- **Assigned task**
Only certain lines below are wanted: those starting at the line containing "units: pixels" and ending at the line containing "Draw the outline", both included, each retyped exactly.

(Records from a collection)
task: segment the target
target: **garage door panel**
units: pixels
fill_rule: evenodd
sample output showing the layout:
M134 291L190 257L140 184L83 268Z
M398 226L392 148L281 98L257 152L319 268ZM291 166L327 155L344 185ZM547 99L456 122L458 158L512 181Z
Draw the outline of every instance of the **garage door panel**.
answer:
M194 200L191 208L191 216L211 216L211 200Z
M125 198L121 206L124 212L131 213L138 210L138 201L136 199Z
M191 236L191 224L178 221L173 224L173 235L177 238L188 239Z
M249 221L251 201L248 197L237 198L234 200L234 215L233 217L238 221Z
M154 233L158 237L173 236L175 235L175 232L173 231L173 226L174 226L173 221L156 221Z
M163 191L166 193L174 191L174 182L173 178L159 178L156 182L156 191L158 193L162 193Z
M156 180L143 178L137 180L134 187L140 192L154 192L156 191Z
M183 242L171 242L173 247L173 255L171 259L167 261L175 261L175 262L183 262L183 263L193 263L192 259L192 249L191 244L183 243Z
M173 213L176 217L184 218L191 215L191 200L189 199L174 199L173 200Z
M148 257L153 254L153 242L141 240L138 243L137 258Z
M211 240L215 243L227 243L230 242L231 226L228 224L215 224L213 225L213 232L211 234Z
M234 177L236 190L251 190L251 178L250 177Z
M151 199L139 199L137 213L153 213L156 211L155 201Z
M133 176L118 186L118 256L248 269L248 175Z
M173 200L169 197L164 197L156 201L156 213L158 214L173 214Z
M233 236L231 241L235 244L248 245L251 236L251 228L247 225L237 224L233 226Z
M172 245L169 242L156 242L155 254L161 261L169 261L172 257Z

- **Response box**
units: pixels
fill_rule: evenodd
sample output showing the layout:
M134 291L190 257L140 184L83 268Z
M398 226L392 148L281 98L257 152L319 268ZM291 166L327 155L344 185ZM547 99L456 122L458 158L512 181Z
Draw the outline of every instance of the **garage door panel**.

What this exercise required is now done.